Rewrite the lines from the one containing "Each <instance> block" through the one containing "positive clicks: (417, 116)", inclusive, substituting "object" for "target" and leaving everything else unchanged.

(Collection entries)
___

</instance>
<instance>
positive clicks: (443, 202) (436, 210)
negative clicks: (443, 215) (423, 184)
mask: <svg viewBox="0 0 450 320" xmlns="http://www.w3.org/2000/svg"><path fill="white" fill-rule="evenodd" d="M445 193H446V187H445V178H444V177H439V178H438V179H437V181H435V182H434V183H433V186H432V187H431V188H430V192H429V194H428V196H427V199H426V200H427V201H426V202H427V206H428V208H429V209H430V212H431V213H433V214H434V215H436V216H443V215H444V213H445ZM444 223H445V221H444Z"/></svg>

___

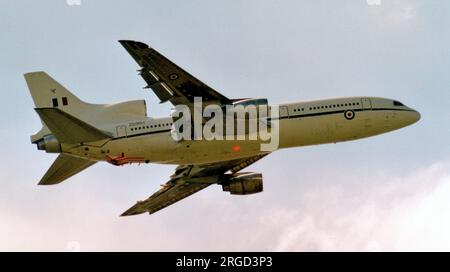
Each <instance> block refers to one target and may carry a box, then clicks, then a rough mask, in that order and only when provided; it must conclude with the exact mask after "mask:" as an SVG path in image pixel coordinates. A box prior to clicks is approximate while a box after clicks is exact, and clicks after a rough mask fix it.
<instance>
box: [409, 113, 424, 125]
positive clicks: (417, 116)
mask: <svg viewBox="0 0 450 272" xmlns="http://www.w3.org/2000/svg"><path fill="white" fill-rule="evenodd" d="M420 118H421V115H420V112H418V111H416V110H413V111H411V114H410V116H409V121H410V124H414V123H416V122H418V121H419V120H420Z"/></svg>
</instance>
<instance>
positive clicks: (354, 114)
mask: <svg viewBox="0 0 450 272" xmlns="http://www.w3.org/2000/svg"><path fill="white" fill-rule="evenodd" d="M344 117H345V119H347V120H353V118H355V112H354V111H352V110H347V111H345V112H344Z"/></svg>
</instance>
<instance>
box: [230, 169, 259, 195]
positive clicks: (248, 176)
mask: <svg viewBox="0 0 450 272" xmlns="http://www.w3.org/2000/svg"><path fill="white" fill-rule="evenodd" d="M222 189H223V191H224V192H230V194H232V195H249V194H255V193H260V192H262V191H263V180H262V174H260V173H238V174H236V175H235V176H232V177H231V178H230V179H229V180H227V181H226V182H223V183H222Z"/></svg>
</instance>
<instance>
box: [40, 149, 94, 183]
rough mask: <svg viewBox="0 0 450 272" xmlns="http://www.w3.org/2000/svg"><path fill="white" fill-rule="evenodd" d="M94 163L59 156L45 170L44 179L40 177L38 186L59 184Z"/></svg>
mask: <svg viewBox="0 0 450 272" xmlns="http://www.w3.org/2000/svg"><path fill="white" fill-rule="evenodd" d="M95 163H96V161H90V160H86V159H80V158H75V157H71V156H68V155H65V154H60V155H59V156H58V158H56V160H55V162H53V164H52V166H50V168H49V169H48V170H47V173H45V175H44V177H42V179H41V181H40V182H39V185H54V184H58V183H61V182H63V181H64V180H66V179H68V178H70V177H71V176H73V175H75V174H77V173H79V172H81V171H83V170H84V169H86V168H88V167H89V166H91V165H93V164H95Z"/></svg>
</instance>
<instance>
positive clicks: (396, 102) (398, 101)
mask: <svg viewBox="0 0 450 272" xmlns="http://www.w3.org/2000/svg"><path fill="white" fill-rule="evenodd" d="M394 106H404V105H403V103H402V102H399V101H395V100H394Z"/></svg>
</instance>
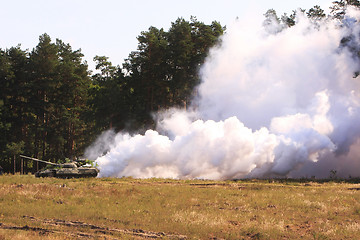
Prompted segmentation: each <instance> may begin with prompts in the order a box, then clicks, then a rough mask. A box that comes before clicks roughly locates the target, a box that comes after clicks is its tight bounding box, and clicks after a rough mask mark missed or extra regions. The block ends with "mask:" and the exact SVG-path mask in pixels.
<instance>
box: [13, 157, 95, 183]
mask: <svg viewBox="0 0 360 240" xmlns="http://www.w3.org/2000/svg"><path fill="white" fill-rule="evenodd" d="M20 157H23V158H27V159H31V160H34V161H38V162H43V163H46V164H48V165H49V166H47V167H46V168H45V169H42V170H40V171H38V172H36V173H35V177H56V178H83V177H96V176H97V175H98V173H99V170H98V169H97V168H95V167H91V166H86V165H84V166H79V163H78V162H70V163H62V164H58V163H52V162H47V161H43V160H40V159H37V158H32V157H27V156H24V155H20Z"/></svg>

___

▸ **Exercise output**:
Each <instance> block refers to one object and may carry a box, then clicks, then a rough mask, in that order and only when provided; it must conclude with the exact mask after "mask:" as an SVG path in image pixel coordinates. A box prior to clicks is approximate while a box after clicks is exact, and clicks after a rough mask fix it.
<instance>
box: [409, 113, 424, 125]
positive clicks: (417, 116)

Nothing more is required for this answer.